__Reading passage__:
Overall survival times were calculated using the time to observed cancer-related mortality. Event-free survival was calculated using the time to any cancer-related event (cancer-related mortality, disease progression, recurrence, or beginning a new treatment) [59,60,61,62]. Subjects were censored when lost to follow-up. In all survival models, we required at least 5 patients to be in each group, at least 10 total observed events, and at least 20 total patients. Models were compared using likelihood ratio tests.

Software used

Analyses were conducted using the R programming language [59, 60, 63] (version 3.1.1), leveraging the survival (version 2.38.3), coxme (version 2.2.5), meta (version 4.3.0), and forestplot (version 1.1.0) packages.

__Task item A__:
Answer these questions from the survival analysis methods passage:
(i) What was the minimum number of total observed events required in each survival model?
(ii) Which version of the R programming language was used?
(iii) How were the models compared?
__Task item B__: Extend the survival analysis methods passage with a few sentences that begin after its final sentence about the software packages.
The lines that follow come from a separate source unrelated to the methods passage.

__Given data__:
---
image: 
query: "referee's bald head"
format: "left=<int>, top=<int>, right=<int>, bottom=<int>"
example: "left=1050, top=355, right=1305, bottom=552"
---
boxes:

__Answer box A__:
(i) At least 10 total observed events.
(ii) Version 3.1.1.
(iii) With likelihood ratio tests.

__Answer box B__:
Results

Classification of therapies and patients using rules from tumor genomic features

Our Therapy Efficacy model classified 229 therapies (9.0%) as ineffective within the context presented by the corresponding patient’s tumor genomics profile. These therapies were administered to 143 (5.5%) patients, leading to classification of these patients as high-risk. While high-risk patients were distributed across cancer types (Table 2), a higher proportion was observed in BRCA and OV. Differences in prevalence between cancer types also corresponded with moderate differences in clinical covariates; high-risk patients trended towards higher grade, later stage, and younger age at cancer diagnosis. Further details on the cohort characteristics, number of genes annotated for each therapy, and the fraction of administered therapies affected by PK gene expression, are available in Additional file 1: Figures S1, S2.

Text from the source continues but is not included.